▶ **Goal**
Put the stretch of the data from the line containing "# test: point to the girl's" through the end of the data into a Markdown table with the columns "Row" and "Line," numbering each line and omitting blank lines.

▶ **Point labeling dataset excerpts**
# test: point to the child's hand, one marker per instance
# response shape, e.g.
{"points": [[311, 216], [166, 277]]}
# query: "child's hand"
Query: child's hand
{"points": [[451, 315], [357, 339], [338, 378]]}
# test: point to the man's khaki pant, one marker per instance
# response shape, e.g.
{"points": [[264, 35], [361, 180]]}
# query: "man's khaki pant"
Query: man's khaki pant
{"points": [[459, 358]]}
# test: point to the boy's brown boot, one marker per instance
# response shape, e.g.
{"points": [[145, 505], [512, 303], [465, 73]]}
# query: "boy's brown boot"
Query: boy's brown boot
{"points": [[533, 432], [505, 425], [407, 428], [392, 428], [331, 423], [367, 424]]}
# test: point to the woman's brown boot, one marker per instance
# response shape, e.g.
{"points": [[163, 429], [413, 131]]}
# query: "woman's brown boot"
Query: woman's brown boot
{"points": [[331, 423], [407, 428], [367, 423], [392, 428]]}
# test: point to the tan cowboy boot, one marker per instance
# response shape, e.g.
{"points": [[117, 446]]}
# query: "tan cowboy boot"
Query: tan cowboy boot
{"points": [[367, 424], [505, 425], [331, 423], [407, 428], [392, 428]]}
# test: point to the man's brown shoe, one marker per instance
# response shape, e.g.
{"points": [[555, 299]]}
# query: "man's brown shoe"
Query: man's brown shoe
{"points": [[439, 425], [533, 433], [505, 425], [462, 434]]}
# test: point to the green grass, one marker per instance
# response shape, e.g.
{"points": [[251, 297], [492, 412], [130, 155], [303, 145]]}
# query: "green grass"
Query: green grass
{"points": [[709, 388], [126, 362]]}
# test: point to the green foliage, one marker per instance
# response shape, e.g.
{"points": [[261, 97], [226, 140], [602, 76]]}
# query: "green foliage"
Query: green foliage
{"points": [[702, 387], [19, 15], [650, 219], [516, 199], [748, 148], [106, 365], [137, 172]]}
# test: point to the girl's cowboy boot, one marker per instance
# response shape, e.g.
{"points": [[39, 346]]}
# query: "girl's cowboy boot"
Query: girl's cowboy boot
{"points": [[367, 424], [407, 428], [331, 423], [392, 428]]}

▶ **Result**
| Row | Line |
|---|---|
| 1 | # test: point to the girl's cowboy boot, one marker per instance |
| 2 | # response shape, e.g. |
| 3 | {"points": [[39, 346]]} |
| 4 | # query: "girl's cowboy boot" |
| 5 | Query: girl's cowboy boot |
| 6 | {"points": [[367, 424], [407, 428], [331, 423], [392, 428]]} |